╭─ RECORDS FOR THE TASK

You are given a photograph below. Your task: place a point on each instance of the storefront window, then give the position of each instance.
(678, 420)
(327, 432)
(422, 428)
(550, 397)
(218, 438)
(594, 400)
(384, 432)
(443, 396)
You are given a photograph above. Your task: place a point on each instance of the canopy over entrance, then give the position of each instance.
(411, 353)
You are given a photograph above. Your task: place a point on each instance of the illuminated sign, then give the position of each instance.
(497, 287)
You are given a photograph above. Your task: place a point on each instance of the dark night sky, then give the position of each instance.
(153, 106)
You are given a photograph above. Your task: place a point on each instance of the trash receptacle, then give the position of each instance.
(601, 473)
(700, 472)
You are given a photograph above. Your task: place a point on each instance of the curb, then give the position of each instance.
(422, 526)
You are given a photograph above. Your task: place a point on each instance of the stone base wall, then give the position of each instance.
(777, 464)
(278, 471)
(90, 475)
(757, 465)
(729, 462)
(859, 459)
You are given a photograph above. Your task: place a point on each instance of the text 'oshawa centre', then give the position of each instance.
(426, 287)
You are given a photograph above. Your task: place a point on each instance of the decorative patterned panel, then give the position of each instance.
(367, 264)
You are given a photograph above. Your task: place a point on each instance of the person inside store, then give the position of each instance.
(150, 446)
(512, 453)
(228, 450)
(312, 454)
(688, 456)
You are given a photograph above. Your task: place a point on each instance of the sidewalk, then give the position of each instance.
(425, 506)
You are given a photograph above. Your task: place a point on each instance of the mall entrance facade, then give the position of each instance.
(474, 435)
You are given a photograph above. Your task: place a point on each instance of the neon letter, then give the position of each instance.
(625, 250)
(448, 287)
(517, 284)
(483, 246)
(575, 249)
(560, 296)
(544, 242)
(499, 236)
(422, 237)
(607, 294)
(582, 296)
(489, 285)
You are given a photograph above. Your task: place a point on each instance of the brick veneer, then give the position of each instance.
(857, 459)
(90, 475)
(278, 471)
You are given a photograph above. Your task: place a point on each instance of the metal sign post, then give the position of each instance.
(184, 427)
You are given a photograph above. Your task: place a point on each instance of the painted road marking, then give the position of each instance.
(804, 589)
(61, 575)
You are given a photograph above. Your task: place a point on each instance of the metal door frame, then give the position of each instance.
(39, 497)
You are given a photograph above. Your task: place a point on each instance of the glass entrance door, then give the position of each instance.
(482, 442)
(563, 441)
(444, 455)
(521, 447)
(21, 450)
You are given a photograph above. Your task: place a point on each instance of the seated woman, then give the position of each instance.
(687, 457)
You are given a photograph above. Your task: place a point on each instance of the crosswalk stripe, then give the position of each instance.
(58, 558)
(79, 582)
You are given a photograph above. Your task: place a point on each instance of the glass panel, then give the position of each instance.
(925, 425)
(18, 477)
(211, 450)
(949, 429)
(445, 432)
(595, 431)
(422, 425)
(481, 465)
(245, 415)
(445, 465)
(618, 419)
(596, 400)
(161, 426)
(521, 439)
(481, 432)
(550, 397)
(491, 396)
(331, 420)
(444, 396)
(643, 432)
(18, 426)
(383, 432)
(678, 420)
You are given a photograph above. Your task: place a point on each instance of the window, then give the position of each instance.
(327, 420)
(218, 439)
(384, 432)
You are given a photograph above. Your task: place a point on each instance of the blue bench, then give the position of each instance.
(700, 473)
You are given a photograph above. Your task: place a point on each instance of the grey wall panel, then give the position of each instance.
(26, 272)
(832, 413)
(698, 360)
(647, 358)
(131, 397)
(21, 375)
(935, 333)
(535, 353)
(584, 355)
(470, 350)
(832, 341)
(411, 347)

╰─

◆ EXERCISE GOAL
From the line containing "post, then give the position of each instance." down to the last line of the records, transcribe every line exactly and add nothing else.

◆ REPLY TO THE EXERCISE
You are given a photograph above. Your task: place a point on each instance of the metal sign post, then give the position of each instance.
(184, 427)
You are given a photograph above. Your task: place a point on each instance of the painted road marking, then give the position of each instance.
(804, 589)
(61, 575)
You are given a photograph above. Your task: place a point on each instance of the metal door frame, then give the position of each instance.
(39, 497)
You are given a photograph above. Your task: place a point on each instance of the glass entrance door, then give the position of each instance.
(482, 442)
(563, 441)
(444, 455)
(521, 447)
(21, 450)
You are given a photograph above. Your task: place a point on each instance of the seated woman, then give the position of each instance.
(687, 457)
You are given a photograph above. Your task: place a point on each instance of the crosswalk stripe, then give the position of each instance.
(58, 558)
(79, 582)
You are given a photograph above. Your task: place a point on each instance of the glass panel, then give the position of each instance.
(925, 425)
(18, 477)
(211, 450)
(949, 429)
(445, 432)
(595, 431)
(422, 425)
(481, 465)
(245, 415)
(445, 465)
(618, 419)
(596, 400)
(161, 426)
(521, 439)
(481, 432)
(550, 397)
(491, 396)
(331, 420)
(444, 396)
(643, 432)
(18, 426)
(383, 432)
(678, 420)
You are given a photograph above. Your task: place a point on each instance of the window, then give the position of each instance.
(327, 420)
(218, 439)
(384, 432)
You are given a photograph above. Your task: place a point on each instance of the blue bench, then give the position of each instance.
(700, 473)
You are given a photograph above. Your task: place a point on each instance of the grey wall panel, then give the position of each instance.
(26, 272)
(832, 413)
(698, 360)
(647, 358)
(131, 397)
(21, 375)
(935, 333)
(535, 353)
(584, 355)
(470, 350)
(832, 341)
(411, 347)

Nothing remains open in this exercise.